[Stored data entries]
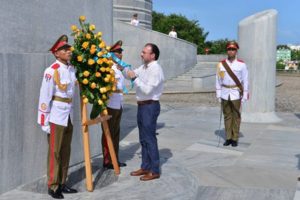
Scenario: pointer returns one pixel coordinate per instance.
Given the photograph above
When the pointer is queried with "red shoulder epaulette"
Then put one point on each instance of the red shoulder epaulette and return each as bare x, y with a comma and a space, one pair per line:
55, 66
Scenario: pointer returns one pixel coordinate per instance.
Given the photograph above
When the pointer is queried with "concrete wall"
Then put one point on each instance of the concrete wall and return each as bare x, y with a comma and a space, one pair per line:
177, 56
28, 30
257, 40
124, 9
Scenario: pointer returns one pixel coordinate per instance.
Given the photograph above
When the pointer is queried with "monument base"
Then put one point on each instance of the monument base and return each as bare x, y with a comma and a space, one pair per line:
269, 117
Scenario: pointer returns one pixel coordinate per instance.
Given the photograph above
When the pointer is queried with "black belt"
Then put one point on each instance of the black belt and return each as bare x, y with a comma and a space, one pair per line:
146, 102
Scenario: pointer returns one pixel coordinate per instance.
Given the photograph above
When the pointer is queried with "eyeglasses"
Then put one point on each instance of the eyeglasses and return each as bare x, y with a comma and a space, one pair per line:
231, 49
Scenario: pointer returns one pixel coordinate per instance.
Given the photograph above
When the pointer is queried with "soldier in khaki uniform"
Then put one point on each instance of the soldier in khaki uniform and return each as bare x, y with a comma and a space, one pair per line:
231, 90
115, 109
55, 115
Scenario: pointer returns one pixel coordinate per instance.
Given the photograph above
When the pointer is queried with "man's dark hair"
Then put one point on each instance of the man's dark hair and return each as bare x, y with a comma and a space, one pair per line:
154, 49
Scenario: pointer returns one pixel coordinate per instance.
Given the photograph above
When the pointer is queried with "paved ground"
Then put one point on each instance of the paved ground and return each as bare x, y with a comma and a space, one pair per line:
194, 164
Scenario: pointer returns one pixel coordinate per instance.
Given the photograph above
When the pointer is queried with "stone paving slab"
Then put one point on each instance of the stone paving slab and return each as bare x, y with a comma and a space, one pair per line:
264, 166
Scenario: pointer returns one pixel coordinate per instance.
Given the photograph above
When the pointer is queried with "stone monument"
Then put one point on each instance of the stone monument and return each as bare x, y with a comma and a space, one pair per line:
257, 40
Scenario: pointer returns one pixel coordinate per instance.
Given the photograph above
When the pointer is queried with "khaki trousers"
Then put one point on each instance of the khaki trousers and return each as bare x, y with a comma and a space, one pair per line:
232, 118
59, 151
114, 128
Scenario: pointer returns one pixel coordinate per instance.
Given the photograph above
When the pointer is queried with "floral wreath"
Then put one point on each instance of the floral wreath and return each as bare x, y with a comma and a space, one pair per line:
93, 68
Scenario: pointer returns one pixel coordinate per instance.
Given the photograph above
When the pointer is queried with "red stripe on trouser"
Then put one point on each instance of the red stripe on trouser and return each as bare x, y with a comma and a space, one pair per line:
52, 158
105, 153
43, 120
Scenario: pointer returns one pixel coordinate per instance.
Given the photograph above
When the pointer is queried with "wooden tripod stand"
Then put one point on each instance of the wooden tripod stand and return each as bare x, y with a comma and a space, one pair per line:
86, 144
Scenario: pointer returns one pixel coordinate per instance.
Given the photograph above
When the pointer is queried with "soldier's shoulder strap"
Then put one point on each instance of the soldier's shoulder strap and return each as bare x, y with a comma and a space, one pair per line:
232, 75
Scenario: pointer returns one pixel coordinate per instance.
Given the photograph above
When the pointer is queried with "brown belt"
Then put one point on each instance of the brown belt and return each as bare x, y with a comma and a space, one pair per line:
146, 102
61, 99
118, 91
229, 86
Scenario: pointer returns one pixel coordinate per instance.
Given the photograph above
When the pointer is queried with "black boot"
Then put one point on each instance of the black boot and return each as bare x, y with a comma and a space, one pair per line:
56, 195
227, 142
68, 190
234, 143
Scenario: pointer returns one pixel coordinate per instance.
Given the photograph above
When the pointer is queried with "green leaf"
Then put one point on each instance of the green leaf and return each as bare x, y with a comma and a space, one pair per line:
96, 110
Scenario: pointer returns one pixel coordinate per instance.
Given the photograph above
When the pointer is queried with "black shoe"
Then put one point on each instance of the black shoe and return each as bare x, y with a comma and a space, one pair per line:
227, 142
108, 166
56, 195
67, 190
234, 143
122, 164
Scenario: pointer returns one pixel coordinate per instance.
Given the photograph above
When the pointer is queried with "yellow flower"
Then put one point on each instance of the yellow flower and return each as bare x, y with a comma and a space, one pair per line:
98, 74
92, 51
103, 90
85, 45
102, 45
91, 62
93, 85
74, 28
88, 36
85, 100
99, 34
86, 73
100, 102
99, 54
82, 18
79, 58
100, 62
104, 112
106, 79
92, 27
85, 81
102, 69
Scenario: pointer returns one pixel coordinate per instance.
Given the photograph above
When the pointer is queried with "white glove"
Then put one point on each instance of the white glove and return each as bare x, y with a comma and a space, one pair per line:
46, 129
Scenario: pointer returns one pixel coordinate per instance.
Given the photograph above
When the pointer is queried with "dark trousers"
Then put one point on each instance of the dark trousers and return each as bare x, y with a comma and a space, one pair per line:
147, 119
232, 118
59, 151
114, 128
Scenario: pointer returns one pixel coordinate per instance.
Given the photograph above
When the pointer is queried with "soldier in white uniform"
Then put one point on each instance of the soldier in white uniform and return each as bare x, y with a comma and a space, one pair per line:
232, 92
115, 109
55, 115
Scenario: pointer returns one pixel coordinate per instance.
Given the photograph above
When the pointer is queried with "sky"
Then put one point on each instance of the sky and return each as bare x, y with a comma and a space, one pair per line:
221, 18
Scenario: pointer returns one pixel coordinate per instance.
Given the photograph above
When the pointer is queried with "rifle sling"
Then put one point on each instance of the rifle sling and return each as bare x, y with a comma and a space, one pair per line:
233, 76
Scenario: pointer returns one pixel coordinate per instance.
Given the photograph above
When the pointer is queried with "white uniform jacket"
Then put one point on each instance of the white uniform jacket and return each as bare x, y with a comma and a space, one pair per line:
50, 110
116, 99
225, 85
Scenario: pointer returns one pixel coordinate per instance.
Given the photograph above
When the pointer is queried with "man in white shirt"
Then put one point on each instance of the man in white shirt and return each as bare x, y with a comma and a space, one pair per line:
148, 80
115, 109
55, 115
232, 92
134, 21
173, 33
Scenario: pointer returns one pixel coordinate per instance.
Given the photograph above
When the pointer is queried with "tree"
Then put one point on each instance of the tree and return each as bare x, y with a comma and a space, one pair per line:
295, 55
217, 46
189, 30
==
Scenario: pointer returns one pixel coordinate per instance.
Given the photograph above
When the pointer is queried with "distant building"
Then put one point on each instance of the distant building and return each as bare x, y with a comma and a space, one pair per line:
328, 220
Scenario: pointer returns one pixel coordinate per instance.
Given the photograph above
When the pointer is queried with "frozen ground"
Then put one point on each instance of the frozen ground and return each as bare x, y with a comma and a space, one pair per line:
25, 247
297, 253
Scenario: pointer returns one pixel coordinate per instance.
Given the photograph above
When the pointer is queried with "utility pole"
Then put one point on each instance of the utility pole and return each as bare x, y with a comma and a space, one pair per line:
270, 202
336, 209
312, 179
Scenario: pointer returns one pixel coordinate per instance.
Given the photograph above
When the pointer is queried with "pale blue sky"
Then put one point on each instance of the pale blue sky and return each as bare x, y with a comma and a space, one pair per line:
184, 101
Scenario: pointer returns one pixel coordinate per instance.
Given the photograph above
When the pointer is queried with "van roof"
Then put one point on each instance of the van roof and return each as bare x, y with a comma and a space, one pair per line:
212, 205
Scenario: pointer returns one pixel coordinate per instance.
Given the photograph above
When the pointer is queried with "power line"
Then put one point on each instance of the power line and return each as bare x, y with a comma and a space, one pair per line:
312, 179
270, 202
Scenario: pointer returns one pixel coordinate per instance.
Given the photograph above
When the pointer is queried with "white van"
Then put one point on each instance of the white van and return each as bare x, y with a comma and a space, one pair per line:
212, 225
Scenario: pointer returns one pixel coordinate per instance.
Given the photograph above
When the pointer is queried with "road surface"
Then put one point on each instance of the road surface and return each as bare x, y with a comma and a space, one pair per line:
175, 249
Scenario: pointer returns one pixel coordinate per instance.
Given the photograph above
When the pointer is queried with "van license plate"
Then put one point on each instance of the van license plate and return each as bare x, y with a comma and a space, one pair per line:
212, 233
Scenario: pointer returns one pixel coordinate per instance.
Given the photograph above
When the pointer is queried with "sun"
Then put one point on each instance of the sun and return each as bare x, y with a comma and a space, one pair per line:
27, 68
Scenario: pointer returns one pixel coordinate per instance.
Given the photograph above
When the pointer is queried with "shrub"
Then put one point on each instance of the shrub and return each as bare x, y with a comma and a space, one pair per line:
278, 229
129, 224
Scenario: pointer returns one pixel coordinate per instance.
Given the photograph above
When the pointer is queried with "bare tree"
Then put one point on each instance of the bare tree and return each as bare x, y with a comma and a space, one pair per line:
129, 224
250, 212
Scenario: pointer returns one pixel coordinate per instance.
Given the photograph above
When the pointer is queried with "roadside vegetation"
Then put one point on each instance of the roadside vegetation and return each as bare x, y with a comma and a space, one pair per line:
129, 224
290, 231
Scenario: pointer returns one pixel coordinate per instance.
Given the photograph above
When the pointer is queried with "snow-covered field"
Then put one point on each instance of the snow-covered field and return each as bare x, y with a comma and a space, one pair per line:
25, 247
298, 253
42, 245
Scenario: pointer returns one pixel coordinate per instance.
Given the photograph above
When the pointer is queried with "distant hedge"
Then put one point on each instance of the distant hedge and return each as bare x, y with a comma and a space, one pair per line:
==
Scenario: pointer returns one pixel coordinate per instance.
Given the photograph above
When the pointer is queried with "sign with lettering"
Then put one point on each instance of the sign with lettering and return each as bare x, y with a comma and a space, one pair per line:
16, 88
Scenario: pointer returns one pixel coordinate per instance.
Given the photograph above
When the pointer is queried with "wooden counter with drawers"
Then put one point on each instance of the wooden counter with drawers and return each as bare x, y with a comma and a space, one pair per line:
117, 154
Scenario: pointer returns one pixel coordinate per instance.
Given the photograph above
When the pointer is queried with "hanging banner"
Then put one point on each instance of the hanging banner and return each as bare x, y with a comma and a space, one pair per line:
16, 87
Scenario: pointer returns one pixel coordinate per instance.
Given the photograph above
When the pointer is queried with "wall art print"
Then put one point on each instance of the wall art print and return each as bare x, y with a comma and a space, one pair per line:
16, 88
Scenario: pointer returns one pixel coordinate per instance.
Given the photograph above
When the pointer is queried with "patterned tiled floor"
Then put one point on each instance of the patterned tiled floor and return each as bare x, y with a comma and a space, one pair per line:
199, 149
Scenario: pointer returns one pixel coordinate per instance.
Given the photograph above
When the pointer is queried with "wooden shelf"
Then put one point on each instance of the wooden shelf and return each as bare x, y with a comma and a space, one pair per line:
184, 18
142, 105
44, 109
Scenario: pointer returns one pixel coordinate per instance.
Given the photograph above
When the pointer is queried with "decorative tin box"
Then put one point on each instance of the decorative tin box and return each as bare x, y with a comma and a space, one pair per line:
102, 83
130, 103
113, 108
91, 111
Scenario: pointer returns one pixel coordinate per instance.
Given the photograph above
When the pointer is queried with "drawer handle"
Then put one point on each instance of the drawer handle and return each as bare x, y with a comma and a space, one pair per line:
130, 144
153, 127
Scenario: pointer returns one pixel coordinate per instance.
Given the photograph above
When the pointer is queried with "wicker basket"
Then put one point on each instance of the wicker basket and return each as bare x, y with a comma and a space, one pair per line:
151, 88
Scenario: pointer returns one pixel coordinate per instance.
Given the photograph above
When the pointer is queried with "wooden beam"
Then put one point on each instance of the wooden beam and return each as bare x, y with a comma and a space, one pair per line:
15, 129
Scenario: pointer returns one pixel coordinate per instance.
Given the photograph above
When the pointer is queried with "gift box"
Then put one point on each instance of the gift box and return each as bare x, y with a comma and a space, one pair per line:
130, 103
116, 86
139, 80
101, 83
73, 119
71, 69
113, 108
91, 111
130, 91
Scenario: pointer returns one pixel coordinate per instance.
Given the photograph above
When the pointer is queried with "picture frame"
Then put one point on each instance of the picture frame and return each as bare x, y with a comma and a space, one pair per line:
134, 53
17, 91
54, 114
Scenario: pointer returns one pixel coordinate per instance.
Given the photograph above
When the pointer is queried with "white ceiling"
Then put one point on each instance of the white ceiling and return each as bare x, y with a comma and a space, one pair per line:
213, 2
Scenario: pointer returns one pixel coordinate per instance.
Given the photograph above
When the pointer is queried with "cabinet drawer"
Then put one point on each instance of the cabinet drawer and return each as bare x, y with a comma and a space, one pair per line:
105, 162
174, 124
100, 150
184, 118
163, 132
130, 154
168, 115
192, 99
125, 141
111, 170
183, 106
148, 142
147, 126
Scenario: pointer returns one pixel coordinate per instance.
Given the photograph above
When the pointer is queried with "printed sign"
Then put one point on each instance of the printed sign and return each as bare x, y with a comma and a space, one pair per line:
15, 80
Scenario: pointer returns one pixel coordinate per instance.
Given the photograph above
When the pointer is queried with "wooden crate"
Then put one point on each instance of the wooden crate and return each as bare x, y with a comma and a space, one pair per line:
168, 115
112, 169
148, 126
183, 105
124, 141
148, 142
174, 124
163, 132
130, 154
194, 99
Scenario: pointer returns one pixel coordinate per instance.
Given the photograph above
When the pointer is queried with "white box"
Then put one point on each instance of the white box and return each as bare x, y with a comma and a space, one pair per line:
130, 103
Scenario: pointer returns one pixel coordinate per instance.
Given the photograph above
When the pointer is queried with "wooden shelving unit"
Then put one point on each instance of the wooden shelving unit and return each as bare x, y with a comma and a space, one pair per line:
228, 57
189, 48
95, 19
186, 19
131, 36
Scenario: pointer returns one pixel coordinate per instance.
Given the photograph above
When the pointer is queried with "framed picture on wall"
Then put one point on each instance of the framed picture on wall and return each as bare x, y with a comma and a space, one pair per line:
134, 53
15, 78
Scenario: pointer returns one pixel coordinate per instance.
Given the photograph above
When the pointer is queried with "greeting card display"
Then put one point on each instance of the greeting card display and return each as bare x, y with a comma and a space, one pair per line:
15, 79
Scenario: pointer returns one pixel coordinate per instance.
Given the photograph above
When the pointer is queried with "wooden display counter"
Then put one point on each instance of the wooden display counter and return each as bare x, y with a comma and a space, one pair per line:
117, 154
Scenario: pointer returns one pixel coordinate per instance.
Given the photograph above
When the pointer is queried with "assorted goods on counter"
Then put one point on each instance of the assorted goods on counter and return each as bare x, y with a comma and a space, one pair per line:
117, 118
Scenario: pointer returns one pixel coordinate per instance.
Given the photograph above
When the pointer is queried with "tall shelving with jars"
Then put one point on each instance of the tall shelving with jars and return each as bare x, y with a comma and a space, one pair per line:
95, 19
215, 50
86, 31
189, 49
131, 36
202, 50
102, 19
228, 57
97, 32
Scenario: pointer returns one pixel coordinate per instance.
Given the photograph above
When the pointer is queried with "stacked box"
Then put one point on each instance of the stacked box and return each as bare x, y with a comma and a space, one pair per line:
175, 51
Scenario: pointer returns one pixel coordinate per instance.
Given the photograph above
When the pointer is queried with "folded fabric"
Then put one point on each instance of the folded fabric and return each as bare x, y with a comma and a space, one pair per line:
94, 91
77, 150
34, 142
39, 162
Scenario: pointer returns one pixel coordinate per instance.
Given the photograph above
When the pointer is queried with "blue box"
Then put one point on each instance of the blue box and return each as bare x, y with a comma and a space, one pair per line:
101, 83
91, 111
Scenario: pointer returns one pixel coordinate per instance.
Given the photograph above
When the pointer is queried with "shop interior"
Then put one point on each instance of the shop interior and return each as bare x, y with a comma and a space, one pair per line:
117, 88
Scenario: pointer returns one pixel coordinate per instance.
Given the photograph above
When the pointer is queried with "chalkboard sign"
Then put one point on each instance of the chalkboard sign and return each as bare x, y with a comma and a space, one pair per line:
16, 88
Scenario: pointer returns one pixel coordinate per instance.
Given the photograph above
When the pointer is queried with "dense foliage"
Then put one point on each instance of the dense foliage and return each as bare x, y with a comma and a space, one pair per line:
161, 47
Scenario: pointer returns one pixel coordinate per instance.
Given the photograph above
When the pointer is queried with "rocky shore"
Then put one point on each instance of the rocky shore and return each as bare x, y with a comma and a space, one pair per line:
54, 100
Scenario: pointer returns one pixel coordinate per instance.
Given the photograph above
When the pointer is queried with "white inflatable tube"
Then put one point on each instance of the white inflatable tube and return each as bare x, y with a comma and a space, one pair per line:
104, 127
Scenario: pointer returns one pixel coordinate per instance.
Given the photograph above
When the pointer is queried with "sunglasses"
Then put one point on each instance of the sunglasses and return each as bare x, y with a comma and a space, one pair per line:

What the exercise asks: Copy all lines of the records that have the string "hedge" in them.

The answer:
When the pointer is queried with "distant hedge"
Then put one point on each instance of the distant hedge and return each as bare x, y with a comma and a space, one pair per line:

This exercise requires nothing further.